ACTIVITY
One figure is the whole answer: the number of lines below that contain the word "door".
== TASK INPUTS ==
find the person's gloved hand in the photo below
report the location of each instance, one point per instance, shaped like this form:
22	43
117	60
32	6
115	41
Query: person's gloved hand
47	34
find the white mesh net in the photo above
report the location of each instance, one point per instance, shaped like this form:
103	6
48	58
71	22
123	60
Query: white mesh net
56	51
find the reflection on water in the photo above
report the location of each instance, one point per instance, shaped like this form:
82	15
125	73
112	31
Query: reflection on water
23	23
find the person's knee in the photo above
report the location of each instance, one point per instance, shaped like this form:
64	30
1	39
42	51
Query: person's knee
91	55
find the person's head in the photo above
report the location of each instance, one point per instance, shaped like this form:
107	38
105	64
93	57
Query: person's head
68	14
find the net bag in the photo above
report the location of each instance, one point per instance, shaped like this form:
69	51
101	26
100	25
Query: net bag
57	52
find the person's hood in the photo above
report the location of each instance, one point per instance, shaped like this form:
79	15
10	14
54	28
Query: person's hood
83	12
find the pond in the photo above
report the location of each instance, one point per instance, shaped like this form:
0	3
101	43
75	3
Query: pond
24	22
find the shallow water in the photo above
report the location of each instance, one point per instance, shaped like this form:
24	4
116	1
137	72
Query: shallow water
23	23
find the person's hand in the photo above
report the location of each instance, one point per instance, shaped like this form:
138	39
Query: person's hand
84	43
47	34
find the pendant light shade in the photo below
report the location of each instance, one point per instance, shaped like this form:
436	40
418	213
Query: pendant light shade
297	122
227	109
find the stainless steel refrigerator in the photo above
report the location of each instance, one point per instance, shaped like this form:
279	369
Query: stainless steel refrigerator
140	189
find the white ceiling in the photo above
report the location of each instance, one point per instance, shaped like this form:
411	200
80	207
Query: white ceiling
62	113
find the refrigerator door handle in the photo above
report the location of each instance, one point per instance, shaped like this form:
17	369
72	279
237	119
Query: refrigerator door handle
===
OUTPUT FOR THIS EXERCISE
2